WRITTEN REQUEST
Starting from the line that contains "Each instance gets a single point. Label the brown wooden", reproduce each line exactly through the end of the material, and include no other lines.

BEGIN RAW DATA

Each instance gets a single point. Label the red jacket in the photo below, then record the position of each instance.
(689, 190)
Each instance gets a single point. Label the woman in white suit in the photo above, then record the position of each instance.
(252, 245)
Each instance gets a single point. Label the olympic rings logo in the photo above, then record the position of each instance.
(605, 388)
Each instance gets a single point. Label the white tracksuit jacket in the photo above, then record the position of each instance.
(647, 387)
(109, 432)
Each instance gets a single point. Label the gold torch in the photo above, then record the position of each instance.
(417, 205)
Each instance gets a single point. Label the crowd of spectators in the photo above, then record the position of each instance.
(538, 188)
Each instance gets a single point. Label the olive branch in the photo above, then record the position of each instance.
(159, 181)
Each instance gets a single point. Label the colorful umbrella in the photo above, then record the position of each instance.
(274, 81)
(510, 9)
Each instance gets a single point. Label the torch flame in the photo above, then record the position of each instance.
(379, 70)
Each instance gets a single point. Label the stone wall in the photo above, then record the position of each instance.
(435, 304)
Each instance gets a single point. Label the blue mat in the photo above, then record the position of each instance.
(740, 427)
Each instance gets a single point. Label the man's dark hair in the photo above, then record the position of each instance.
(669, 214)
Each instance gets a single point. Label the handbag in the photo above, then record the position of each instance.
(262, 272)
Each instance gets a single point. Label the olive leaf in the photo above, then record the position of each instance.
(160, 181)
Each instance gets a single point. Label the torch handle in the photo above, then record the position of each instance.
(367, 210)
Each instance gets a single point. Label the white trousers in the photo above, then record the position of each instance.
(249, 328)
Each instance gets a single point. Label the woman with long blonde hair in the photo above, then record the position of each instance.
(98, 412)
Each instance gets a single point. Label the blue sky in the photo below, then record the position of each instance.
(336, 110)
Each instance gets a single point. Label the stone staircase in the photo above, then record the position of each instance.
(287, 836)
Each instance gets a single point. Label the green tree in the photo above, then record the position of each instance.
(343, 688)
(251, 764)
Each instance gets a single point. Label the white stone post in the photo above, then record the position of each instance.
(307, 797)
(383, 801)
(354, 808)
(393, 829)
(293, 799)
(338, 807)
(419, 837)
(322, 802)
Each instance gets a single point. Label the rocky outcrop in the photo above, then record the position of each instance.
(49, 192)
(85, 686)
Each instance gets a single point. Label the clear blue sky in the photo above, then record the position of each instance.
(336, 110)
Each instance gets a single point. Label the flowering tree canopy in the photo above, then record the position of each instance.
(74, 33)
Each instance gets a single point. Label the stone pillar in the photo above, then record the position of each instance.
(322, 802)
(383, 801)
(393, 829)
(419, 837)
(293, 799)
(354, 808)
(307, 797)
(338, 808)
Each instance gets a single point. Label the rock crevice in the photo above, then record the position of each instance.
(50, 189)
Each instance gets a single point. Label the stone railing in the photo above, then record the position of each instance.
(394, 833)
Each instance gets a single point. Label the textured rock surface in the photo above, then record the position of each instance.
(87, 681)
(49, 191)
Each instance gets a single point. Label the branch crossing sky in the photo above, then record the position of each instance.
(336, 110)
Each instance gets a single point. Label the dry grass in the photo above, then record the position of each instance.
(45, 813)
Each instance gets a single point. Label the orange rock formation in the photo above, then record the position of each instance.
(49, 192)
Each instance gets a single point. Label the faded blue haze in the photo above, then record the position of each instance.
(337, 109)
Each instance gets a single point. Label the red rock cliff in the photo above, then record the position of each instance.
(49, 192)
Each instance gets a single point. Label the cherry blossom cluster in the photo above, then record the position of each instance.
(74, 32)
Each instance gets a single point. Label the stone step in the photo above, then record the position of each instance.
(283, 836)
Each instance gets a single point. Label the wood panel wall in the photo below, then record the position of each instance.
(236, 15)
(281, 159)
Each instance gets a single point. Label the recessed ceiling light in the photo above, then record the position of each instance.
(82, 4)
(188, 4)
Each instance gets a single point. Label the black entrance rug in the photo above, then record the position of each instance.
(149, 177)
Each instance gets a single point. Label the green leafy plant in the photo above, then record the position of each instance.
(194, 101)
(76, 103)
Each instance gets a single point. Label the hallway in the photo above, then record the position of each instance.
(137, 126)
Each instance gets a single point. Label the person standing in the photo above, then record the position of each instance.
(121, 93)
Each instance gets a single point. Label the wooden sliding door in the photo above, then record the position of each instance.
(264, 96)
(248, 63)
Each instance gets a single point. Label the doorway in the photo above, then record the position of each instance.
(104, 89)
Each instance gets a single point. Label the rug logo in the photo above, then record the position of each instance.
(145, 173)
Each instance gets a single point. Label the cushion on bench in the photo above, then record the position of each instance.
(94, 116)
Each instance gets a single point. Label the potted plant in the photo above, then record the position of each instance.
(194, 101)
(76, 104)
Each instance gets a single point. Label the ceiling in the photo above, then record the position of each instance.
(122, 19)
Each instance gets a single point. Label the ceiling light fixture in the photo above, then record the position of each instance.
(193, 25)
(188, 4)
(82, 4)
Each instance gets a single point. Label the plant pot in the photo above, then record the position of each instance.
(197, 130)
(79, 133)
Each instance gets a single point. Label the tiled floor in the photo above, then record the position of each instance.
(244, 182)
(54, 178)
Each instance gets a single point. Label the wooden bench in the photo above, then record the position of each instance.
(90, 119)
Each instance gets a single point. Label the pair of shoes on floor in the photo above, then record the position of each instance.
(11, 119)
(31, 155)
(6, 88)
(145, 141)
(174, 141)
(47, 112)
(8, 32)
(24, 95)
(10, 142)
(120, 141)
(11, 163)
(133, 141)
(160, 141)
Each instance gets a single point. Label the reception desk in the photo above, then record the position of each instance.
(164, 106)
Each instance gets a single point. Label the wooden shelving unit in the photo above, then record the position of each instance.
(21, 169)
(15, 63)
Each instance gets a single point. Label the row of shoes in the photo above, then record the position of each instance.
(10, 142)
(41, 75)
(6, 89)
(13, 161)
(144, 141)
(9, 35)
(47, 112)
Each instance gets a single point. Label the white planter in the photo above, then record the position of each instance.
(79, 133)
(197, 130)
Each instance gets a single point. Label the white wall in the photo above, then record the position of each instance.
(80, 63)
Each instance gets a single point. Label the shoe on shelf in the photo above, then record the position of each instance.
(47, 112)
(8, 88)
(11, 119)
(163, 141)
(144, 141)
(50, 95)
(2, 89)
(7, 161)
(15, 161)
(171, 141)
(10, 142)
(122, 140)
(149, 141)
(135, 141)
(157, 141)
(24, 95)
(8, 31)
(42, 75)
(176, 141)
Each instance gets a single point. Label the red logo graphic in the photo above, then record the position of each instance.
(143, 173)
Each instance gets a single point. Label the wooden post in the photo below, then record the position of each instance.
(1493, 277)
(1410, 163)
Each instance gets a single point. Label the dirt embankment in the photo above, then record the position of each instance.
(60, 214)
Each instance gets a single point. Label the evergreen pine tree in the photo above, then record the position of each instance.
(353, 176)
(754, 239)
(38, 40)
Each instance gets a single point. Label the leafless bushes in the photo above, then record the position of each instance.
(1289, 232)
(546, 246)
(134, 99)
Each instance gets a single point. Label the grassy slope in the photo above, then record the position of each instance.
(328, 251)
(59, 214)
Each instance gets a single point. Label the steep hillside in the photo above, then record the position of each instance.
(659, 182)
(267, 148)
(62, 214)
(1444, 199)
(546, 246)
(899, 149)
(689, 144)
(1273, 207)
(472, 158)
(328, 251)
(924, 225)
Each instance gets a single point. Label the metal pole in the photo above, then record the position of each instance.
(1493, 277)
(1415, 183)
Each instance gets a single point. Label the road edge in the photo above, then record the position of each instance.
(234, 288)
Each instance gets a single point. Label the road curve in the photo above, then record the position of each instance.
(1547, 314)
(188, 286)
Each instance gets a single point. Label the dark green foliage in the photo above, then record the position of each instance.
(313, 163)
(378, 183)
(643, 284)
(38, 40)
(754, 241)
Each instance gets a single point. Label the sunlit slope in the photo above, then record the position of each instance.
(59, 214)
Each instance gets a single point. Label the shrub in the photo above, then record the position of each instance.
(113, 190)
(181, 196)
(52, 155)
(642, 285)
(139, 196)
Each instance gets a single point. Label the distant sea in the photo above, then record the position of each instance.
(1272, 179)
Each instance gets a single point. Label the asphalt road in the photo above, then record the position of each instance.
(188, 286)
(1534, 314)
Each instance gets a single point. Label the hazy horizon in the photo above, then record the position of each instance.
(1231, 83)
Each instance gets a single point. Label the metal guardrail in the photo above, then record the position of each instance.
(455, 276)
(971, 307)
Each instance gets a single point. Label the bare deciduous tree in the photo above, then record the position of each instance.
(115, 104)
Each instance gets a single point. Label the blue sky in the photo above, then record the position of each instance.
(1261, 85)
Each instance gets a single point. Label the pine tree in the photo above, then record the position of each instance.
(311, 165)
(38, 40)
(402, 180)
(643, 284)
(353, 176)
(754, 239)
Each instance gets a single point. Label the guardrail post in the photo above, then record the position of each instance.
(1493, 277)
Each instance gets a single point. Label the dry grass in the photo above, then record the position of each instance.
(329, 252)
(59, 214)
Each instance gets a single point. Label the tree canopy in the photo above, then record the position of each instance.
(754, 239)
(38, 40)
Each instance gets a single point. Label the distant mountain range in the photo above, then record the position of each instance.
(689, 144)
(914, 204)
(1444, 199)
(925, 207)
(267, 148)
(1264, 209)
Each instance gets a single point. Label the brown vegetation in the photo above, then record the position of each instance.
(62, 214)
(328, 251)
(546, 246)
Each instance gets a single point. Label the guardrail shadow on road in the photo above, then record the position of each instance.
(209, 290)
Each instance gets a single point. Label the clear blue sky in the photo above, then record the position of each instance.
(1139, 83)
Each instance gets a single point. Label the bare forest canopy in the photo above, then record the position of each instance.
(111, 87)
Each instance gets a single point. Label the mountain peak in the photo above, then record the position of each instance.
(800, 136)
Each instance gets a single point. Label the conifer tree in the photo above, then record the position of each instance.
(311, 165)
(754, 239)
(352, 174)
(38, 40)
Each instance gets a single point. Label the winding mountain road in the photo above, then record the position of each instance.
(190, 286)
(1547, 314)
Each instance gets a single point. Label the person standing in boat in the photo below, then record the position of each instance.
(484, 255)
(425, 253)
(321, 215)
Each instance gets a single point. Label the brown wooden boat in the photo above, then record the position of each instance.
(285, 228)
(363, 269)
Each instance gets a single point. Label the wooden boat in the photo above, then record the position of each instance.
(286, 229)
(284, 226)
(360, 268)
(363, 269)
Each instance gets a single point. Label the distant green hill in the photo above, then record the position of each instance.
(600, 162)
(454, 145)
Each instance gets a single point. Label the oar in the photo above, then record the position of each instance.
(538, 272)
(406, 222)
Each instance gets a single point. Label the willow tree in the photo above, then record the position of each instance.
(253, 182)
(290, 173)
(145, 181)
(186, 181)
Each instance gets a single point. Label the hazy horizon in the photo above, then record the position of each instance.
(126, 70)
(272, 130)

END RAW DATA

THE REPLY
Each instance gets a single point. Label the brown wooden boat in the photo above, then record the position of each instance.
(285, 228)
(363, 269)
Each instance gets a single point. Label the wooden boat in the photo above, then record the position of each instance.
(286, 229)
(284, 226)
(360, 268)
(363, 269)
Each instance gets a single point. Label the distant green hill in the photo above, then record the position of each instance.
(600, 162)
(454, 145)
Each instance gets a single point. Label the oar in the photo above, then record the position of each instance.
(538, 272)
(406, 222)
Each instance gets a single point. Label the willow tree in the photo above, then record the position of each instance.
(253, 182)
(290, 173)
(145, 181)
(186, 181)
Each instance gets a single point. Label the hazy horizon in the photo above, then record the position of each instance.
(126, 70)
(272, 130)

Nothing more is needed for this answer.